Action item - Output the line with "braid in this photo." and every following line to the end of the material, exactly as they appear.

Records for this task -
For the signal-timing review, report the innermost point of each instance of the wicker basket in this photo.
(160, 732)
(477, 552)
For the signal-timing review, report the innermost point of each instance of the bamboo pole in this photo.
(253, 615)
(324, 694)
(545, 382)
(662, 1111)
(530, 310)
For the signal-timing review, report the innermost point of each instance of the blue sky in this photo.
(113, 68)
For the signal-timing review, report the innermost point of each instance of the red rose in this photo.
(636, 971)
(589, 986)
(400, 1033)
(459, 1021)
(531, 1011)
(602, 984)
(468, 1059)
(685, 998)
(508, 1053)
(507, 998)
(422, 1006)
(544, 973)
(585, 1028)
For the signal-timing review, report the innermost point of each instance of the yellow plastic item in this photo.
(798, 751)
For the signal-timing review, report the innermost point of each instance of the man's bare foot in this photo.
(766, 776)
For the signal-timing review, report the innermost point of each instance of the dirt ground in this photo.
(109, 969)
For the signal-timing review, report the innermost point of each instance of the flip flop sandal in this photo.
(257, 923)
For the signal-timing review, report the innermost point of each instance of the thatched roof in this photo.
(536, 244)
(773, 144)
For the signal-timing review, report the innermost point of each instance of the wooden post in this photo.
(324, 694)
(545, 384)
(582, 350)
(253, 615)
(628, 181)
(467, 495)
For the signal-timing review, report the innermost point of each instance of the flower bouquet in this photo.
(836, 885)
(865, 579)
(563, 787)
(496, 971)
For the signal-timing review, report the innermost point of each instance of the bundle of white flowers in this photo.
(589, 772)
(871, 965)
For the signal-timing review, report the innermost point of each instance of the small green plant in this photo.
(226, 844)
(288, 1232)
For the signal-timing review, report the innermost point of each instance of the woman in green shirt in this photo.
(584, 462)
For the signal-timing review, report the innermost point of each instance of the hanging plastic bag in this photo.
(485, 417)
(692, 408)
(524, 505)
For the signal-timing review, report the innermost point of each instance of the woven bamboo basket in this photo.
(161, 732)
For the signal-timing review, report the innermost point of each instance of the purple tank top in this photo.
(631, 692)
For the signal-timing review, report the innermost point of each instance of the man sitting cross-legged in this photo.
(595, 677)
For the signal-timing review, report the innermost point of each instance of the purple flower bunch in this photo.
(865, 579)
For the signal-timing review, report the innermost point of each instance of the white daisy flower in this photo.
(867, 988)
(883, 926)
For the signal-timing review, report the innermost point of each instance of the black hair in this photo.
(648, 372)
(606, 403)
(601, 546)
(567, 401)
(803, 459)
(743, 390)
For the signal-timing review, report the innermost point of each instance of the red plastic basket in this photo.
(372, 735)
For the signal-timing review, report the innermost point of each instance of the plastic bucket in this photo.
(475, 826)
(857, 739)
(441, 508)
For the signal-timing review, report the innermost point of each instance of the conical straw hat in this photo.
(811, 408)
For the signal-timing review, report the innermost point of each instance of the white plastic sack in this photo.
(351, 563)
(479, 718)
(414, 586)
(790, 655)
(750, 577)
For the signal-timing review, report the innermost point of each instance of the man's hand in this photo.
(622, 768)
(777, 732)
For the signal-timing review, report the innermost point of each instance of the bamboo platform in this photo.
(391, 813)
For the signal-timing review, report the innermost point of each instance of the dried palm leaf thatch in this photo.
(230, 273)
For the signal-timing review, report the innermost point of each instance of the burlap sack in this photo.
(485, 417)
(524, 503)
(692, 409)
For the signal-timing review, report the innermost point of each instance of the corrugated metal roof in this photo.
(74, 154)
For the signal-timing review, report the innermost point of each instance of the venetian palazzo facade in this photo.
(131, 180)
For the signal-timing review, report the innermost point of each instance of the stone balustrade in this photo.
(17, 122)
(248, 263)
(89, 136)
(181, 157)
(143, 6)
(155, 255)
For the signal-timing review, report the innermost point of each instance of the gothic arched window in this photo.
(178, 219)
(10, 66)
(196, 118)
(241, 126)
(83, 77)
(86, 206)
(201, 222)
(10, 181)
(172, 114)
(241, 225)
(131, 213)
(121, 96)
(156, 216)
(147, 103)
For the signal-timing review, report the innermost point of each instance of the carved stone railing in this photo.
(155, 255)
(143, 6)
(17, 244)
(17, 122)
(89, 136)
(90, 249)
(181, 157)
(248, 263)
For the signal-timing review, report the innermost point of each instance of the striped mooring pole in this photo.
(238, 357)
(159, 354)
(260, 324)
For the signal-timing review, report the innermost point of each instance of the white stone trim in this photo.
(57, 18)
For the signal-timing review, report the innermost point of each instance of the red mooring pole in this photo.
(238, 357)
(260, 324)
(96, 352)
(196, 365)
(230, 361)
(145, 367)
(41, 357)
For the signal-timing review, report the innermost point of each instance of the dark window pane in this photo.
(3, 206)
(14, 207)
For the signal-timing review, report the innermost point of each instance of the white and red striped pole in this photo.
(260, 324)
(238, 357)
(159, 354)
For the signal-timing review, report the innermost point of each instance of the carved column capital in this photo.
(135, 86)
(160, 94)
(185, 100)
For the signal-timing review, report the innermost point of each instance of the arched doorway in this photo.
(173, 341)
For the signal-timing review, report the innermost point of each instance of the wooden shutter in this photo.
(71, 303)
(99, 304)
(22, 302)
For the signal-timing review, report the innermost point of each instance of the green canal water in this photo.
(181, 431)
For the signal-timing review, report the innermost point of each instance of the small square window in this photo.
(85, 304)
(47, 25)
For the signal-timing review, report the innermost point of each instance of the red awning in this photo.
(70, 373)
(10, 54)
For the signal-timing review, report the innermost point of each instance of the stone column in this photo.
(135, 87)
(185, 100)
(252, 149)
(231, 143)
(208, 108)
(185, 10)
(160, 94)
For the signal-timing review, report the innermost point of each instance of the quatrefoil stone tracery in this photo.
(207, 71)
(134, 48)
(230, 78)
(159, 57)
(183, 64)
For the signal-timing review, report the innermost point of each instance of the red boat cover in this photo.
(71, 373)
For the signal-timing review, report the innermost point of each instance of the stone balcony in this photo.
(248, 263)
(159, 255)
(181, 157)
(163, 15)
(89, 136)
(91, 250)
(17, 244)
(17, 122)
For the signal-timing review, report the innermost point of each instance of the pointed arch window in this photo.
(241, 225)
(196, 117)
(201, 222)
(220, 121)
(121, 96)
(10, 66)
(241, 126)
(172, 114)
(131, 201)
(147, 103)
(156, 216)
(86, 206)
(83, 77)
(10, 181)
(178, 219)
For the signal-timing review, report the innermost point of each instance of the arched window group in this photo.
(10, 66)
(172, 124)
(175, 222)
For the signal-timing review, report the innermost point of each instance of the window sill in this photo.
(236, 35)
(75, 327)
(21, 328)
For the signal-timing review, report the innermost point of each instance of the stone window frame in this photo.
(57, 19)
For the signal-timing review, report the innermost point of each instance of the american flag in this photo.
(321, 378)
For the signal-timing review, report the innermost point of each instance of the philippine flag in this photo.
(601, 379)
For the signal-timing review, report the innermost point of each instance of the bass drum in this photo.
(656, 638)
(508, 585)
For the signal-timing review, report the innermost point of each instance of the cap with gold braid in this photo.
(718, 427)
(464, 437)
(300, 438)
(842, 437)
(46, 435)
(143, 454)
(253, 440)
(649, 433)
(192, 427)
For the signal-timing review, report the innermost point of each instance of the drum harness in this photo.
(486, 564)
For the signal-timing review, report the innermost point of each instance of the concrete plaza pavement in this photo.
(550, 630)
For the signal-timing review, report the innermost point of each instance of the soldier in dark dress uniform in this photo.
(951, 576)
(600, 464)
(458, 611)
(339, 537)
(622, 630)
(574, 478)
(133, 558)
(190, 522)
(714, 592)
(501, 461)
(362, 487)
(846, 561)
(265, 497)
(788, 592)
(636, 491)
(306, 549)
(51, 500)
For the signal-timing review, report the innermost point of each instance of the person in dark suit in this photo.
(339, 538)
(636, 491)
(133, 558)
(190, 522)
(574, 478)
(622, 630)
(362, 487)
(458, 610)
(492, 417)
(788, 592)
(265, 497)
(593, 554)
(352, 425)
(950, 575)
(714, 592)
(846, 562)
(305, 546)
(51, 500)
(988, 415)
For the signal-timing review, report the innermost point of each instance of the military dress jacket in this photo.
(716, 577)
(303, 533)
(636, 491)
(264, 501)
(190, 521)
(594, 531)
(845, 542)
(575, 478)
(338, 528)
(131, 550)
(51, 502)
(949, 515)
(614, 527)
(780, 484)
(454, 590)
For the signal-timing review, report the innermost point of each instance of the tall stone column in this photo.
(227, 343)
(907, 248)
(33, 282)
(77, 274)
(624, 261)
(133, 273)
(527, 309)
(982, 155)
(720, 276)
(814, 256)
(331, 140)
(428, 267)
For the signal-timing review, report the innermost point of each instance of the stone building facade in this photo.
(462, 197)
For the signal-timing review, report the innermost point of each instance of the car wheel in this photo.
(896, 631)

Solution to this task -
For the signal-timing review, report the innermost point of each instance of the cap with gold braid in this photo.
(718, 427)
(464, 437)
(300, 438)
(842, 437)
(46, 435)
(143, 454)
(253, 440)
(649, 433)
(192, 427)
For the signal-timing review, report the innermost point of each instance of the drum harness in this photo.
(486, 564)
For the signal-timing review, report the innermost point of each instance of the concrete plaza pavement in this photo.
(550, 630)
For the signal-timing review, report the innermost point of each instance of the soldier in dark dress uniform in this photo.
(951, 576)
(600, 464)
(458, 611)
(339, 537)
(622, 630)
(574, 478)
(133, 558)
(190, 522)
(714, 592)
(501, 461)
(362, 487)
(846, 561)
(265, 497)
(788, 592)
(636, 491)
(306, 549)
(51, 500)
For the signal-timing review, report the innermost point of each instance of the person in dark suit in this photo.
(339, 538)
(636, 491)
(133, 558)
(190, 522)
(574, 478)
(622, 630)
(362, 487)
(458, 610)
(492, 417)
(788, 592)
(265, 497)
(593, 554)
(352, 425)
(950, 575)
(714, 592)
(846, 562)
(305, 546)
(51, 500)
(988, 415)
For the signal-timing review, report the innermost point of each instance of the military dress jacket in this photo.
(716, 577)
(303, 533)
(636, 491)
(264, 501)
(190, 521)
(594, 531)
(845, 542)
(575, 478)
(338, 528)
(131, 550)
(51, 502)
(949, 515)
(614, 527)
(780, 484)
(454, 590)
For the signal-timing review, report the innermost point of each instance of the tall stone column in this photo.
(227, 343)
(907, 248)
(33, 282)
(77, 274)
(624, 261)
(133, 273)
(527, 309)
(982, 155)
(720, 276)
(814, 256)
(331, 140)
(428, 267)
For the signal-timing review, report the innermost point of each instance of the stone building facade in this photo.
(462, 197)
For the signal-timing review, report the innermost point of each instance of the car wheel in this photo.
(896, 631)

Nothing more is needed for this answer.